## Assigned task
Exactly the lines from the one containing "Keypoint placement: for each instance of the woman" through the end of the listing should be written out, both ends included, and nothing more.

===

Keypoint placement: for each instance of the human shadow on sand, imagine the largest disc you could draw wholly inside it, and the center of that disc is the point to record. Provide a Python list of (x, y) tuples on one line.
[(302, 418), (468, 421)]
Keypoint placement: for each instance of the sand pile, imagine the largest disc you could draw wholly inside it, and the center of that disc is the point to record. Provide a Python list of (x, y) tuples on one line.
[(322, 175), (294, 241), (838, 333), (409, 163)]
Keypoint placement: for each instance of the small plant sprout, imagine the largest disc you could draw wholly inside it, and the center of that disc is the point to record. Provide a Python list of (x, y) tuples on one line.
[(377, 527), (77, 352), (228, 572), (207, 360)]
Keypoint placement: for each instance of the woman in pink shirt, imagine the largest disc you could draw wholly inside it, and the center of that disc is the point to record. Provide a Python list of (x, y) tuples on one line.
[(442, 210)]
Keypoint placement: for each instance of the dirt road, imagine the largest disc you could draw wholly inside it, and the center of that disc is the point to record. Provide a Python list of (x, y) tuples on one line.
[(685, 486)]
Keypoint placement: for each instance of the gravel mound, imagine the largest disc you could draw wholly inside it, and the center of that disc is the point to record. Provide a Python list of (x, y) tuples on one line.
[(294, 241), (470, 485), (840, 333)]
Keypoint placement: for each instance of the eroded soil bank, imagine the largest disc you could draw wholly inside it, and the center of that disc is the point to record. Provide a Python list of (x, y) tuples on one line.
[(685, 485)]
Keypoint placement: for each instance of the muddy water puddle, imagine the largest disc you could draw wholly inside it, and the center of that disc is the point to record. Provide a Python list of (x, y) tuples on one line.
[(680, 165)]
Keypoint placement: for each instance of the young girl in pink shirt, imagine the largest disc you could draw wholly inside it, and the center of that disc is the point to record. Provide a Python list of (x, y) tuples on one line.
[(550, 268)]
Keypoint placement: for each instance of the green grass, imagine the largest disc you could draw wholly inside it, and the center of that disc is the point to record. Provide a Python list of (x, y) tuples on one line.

===

## Solution to this problem
Keypoint placement: for each instance of the woman in pink shirt, imagine the largest disc you could draw wholly inside it, and the center of that disc is the point to record. Provide a Python list of (x, y) tuples on one line.
[(442, 210)]
Keypoint placement: for each instance of the dirt road, imagine the largest disc you could draw wholly inside it, and the center of that disc is the point to record. Provide a Python list of (x, y) tuples on one line.
[(685, 486)]
Keypoint placement: for each instance of the gravel mound, imagine the largest disc you could draw wholly inside it, and the center of that disc is the point to record. Provide a Python list of (x, y) tuples on one line.
[(294, 241), (470, 485), (840, 333)]
Keypoint placement: for each instance of the eroded soil bank, imagine the largest disc you could draw wholly inside it, and the center of that disc is the point to record. Provide a Python list of (x, y) tuples on one line.
[(685, 485)]
Keypoint placement: for each instance of the muddy water puddle, imagine the largest disc you could draw wholly inside it, and the center of that disc is the point to record. Provide a Python list of (x, y) tuples on one line.
[(680, 165)]
Keypoint placement: for each instance of the young girl in pink shirt, imagine the largest disc you could draw wholly inside it, and the center of that disc is the point to record. Provide a Python list of (x, y) tuples on one line.
[(550, 268)]
Keypoint placement: for each instance of the green grass, imagine the largest disc you could draw wholly inside it, and the center of that disc is the point to record. Provide a Python list of (x, y) tuples on one line.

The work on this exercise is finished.